- **PROBLEM TO SOLVE**:
Take the data below and filter it for lines containing the word "keyboard"; show each line found.
___ AVAILABLE DATA ___
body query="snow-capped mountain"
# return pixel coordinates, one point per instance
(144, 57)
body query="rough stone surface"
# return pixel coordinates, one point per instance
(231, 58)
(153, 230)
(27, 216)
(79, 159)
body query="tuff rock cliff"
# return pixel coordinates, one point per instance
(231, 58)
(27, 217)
___
___ AVAILABLE DATA ___
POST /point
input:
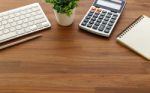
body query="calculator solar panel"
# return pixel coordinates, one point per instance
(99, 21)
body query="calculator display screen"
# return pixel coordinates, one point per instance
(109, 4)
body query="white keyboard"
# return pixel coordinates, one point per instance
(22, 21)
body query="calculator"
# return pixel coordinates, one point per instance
___
___ AVAILABLE DATA ___
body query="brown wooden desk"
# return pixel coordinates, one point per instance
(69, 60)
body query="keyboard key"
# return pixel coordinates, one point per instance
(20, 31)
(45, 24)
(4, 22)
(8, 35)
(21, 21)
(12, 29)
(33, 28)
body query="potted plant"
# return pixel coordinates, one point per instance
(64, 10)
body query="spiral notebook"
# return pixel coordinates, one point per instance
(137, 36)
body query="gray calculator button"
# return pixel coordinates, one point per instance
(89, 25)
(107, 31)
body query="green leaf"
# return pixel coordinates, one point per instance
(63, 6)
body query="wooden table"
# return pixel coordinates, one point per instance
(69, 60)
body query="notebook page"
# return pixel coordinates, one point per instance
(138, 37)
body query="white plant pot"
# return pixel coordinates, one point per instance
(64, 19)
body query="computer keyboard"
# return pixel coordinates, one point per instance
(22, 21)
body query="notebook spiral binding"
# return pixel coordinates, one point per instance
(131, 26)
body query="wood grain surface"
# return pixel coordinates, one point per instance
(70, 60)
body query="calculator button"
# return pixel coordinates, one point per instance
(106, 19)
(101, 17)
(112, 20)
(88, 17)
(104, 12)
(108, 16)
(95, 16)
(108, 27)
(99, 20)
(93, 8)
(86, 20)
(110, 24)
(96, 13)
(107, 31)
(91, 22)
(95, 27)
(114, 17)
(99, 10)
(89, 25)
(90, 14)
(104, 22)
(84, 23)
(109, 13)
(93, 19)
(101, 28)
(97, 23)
___
- **SOLUTION TO THE PROBLEM**:
body query="white keyboard"
body query="keyboard key"
body query="computer keyboard"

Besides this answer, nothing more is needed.